• GIVEN TEXT:
+ + + + + + +
A trendsetting bar in Toronto has its very own radio station: Pacific Junction Hotel.
Toronto is a city that is home to a very distinctive creative class, with neighbourhoods dedicated to art, design and fashion. Yet creativity pervades at an even more localised level than that, with concept spaces and quirky touches found in nooks and crannies across the city. Pacific Junction Hotel embodies the creative vibe of the city and there’s nowhere else like it in Toronto.
First and foremost, Pacific Junction Hotel is a drinking hole. Filled with upcycled , mismatched furniture and a cacophony of random adornments, the bar is clearly designed for fun-loving hipsters. One seat is made from a refurbished bath, while a row of seats near the bar have name tags of celebrities with connections to Toronto, such as Janis Joplin.
+ + + + + + +
• ACTIVITY 1:
In the article about the Pacific Junction Hotel bar, what is one of the seats made from?
• ACTIVITY 2:
Write the next part of the article about the Pacific Junction Hotel bar in Toronto, picking up after its last sentence.
You can ignore the records.

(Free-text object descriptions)
+ + + + + + +
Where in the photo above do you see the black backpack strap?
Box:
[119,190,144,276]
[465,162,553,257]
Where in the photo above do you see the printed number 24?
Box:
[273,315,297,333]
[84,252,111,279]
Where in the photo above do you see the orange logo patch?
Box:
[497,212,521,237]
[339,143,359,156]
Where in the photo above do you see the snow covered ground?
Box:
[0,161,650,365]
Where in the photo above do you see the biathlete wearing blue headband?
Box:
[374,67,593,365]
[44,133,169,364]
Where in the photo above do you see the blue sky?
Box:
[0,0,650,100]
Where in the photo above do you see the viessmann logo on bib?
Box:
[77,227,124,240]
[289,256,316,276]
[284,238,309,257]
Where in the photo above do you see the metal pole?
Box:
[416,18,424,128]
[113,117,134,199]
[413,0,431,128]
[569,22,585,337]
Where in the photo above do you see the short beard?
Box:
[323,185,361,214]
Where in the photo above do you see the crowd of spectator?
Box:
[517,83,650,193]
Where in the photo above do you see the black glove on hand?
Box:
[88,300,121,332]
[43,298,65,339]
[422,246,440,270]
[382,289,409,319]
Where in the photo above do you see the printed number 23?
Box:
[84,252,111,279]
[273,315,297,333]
+ + + + + + +
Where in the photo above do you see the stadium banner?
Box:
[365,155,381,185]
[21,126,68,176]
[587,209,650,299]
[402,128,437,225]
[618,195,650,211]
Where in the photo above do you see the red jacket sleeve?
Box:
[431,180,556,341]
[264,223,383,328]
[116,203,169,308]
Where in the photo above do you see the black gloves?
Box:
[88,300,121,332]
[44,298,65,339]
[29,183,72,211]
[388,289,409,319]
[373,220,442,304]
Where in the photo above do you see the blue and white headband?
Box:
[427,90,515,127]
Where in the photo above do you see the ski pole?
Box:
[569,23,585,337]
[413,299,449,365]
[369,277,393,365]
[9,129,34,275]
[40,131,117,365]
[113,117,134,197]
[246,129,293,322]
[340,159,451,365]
+ + + + + + +
• ANSWER SECTION 1:
A refurbished bath.

• ANSWER SECTION 2:
Some tucked away booths with TVs are ideal for groups of friends who want to drink or watch the game. That said, some graffiti hints at a little too much fun and complicated relationships: “Kait + Annie → and sometimes Jeff.” Make of it what you will.
There’s also a colourfully decked outdoor patio with more TV screens; ideal for balmy evenings with a tropical vibe. Embodying Canadian spirit inside is an ice hockey table, although this one is made of real ice.
As well as drinking and general merriment, Pacific Junction Hotel is known for its selection of finger food. Poutine Spring Rolls are a Canadian-Asian food hack where fries, cheddar and cheese curds are stuffed inside spring rolls and served with gravy. This is surely an ideal choice that goes hand-in-hand with the boozing munchies. A lighter option is to go with a selection of tacos, with fillings from Cajun fish or quinoa to alligator.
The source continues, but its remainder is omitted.